**PASSAGE GIVEN**
Privacy concerns have to be balanced against "an employer’s need to hire appropriate personnel, manage its operations, and safeguard its business assets and proprietary information," he said Monday in his veto statement.
In his view, A-2878 was well-intentioned but painted "with too broad a brush." For example, a company interviewing for a marketing job would not be able to ask about applicants’ use of social networking "so as to gauge the candidate’s technological skills and media savvy," Christie wrote.
"Such a relevant and innocuous inquiry would, under this bill, subject an employer to protracted litigation, compensatory damages, and attorneys’ fees — a result that could not have been the sponsors’ intent," he added.
Christie recommended eliminating provisions that allow employees to sue for violations of the law and that bar employers from asking about the existence of social media accounts.
A-2878 authorizes prospective and current employees to sue for injunctive relief, compensatory and consequential damages and attorney fees and costs.
Christie would strike that part of the bill while leaving intact civil penalties of $1,000 for a first violation and $2,500 thereafter that could be collected by the Department of Labor in a summary proceeding.
In addition, he wants legislators to add an exception allowing employers to investigate work-related employee misconduct or the unauthorized transfer of confidential or proprietary company data to a personal account.
In either situation, the employer would have to act based on specific information about such activity by the employee.
Another exception sought by Christie states, "Nothing in this act shall prevent an employer from viewing, accessing, or utilizing information about a current or prospective employee that can be obtained in the public domain."
Those exceptions would join those already in A-2878 that say the law shall not prevent employers from complying with state and federal law or adopting and enforcing company policy on using "employer-issued electronic communications devices or any accounts or services provided by the employer or that the employee uses for business purposes."
According to the Office of Legislative Services, a revised version of the bill, containing Christie’s changes, was sent to the Assembly on Monday, which has yet to vote on it.
Leading sponsors in both houses — Assemblyman John Burzichelli, D-Gloucester, and Senate President Stephen Sweeney, D-Gloucester — did not return a call about the prospects of passage with Christie’s changes or the possibility of a veto override.

**SHORT PROBLEM**
Reproduce word for word the passage of the veto article starting at "Another exception sought" and ending at "vote on it.".

**EXTRACTED DATA**
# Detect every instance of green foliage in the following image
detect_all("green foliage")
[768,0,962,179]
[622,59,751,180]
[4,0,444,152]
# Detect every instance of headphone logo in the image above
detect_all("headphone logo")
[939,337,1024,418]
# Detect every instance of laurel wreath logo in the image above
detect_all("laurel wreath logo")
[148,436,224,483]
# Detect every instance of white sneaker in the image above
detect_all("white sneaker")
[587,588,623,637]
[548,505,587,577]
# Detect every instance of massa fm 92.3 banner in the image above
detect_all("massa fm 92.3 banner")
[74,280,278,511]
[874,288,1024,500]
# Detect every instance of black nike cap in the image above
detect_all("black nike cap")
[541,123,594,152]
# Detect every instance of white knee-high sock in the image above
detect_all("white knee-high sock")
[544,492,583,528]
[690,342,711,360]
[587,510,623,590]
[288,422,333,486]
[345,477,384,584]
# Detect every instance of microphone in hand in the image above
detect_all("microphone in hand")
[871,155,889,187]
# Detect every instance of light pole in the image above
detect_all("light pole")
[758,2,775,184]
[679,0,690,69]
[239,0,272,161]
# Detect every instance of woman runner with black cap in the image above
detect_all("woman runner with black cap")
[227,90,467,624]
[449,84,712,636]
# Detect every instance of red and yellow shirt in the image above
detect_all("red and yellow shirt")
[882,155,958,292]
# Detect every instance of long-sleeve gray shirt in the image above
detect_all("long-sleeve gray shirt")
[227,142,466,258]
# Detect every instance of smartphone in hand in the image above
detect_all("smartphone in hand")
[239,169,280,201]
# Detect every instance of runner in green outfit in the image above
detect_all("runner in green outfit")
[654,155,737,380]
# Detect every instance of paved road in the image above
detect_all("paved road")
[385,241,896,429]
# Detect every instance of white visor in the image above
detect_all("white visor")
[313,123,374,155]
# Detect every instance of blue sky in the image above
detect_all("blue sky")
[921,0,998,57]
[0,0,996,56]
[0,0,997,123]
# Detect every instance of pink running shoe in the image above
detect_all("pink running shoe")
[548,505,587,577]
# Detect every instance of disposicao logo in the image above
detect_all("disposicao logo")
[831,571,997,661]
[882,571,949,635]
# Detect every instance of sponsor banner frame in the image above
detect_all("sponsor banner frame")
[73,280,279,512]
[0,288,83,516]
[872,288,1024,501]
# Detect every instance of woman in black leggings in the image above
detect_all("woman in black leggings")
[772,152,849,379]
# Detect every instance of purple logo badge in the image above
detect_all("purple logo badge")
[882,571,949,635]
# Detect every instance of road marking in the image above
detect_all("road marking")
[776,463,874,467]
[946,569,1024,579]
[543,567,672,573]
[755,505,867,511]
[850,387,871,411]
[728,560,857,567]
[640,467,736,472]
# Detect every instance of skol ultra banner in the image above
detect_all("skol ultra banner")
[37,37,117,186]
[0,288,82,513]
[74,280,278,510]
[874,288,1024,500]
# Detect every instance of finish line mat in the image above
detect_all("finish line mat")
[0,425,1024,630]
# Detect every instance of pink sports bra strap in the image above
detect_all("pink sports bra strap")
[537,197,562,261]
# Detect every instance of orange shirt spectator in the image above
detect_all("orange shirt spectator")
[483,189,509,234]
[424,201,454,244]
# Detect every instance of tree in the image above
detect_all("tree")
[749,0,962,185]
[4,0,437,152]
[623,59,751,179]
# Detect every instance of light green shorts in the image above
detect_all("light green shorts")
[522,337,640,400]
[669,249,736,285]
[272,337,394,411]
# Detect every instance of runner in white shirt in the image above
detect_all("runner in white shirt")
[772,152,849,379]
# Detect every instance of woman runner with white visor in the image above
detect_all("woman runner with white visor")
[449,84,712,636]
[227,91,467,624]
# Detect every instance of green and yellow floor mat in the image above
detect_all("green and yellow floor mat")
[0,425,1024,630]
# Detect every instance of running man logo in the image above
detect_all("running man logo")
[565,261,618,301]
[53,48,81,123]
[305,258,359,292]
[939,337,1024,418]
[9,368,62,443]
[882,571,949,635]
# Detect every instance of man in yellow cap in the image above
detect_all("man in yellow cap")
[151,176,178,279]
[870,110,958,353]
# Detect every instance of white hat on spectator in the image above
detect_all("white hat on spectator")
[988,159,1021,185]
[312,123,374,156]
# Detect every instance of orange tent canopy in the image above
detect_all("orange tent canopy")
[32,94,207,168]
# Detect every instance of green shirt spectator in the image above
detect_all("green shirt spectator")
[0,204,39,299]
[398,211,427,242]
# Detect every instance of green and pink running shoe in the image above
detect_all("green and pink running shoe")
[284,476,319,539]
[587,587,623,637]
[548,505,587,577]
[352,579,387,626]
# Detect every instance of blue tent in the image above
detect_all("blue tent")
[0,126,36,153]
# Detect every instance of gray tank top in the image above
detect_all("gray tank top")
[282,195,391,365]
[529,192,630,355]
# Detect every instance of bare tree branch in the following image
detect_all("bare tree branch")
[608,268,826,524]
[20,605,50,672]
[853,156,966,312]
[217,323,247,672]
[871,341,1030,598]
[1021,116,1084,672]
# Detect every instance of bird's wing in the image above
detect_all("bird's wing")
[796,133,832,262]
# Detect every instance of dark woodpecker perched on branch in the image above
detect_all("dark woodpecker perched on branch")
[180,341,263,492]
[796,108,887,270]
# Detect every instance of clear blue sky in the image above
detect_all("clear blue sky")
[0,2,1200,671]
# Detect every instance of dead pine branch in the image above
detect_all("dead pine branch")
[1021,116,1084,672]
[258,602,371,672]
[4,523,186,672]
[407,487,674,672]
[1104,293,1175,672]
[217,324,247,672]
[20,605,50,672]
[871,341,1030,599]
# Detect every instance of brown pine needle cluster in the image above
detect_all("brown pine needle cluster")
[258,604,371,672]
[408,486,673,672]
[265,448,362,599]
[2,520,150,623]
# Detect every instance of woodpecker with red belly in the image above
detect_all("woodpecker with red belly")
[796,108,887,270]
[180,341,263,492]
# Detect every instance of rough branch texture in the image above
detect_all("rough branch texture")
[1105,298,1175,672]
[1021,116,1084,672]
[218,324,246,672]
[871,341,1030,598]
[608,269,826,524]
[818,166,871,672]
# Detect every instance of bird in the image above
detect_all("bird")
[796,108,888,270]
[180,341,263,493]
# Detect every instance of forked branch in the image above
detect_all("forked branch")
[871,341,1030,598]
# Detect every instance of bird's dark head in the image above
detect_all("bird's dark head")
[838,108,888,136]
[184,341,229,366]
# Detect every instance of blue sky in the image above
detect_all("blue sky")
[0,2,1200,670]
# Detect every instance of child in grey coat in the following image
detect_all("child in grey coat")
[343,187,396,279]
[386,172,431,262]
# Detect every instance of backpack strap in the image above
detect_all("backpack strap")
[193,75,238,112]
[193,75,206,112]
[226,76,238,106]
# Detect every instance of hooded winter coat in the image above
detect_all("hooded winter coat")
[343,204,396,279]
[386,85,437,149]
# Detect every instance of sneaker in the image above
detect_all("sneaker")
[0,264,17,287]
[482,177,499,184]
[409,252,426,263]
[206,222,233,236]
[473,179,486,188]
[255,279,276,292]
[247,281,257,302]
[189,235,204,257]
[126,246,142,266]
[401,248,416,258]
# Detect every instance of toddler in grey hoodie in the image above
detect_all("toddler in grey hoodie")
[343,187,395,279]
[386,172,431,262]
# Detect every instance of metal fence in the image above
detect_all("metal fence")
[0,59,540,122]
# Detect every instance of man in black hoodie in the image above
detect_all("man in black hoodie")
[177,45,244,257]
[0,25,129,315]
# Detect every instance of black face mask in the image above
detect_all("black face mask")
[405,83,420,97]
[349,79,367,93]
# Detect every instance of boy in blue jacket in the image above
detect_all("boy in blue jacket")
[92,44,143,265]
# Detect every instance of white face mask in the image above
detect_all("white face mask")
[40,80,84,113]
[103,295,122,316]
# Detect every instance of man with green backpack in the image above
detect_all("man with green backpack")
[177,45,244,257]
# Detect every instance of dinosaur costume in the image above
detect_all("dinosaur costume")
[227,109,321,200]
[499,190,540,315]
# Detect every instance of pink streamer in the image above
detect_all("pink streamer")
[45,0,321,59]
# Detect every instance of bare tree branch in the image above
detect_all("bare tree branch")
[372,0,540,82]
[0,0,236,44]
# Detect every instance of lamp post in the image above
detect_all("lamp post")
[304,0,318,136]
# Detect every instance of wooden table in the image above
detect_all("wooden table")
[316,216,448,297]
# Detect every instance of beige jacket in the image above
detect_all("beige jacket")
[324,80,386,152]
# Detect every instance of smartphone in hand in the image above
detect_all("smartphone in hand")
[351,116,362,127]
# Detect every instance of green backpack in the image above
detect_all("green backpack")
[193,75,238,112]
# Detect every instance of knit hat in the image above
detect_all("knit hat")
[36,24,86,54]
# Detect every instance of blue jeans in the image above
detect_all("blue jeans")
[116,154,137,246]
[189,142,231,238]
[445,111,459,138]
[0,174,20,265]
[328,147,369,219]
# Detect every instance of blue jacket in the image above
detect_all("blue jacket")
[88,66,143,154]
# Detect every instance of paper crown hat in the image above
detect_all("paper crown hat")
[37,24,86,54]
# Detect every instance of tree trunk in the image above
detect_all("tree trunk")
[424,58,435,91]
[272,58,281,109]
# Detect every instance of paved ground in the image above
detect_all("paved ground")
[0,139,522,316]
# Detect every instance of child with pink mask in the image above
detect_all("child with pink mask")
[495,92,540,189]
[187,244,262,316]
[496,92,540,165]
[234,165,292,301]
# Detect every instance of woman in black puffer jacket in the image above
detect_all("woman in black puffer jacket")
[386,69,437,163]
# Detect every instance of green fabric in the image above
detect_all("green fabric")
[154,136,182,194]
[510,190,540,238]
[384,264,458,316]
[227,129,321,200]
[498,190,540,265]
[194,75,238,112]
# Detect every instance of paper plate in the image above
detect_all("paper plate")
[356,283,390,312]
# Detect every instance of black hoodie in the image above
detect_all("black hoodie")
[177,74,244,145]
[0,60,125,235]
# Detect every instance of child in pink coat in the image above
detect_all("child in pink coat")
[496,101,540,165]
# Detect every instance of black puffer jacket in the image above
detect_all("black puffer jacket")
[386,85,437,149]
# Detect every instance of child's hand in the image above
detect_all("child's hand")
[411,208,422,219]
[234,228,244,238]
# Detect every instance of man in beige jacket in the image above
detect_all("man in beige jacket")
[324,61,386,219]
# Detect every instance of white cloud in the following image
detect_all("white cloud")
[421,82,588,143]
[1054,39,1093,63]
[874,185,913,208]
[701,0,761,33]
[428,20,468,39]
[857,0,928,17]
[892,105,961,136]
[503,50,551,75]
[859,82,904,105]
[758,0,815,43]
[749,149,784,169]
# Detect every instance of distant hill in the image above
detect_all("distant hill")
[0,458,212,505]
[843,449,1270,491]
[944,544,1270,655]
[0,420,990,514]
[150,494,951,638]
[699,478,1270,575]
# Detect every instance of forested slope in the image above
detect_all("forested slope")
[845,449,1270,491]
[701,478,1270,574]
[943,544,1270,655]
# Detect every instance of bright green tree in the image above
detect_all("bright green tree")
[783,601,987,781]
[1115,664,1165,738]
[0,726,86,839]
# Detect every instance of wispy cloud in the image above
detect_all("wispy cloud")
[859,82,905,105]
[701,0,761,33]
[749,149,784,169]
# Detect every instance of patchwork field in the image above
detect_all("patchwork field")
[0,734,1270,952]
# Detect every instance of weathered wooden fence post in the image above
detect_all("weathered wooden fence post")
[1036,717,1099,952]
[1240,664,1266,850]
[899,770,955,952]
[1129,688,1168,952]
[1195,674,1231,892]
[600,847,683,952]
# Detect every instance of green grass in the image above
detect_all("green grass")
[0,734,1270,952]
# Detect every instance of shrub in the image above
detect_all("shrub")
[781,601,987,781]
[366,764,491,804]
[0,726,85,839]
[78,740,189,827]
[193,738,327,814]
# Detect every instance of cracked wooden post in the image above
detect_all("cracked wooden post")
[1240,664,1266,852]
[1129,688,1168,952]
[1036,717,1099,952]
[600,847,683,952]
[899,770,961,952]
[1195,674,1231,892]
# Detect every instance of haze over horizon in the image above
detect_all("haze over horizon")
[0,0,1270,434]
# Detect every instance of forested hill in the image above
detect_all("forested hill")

**ANSWER TO THE TASK**
Another exception sought by Christie states, "Nothing in this act shall prevent an employer from viewing, accessing, or utilizing information about a current or prospective employee that can be obtained in the public domain."
Those exceptions would join those already in A-2878 that say the law shall not prevent employers from complying with state and federal law or adopting and enforcing company policy on using "employer-issued electronic communications devices or any accounts or services provided by the employer or that the employee uses for business purposes."
According to the Office of Legislative Services, a revised version of the bill, containing Christie’s changes, was sent to the Assembly on Monday, which has yet to vote on it.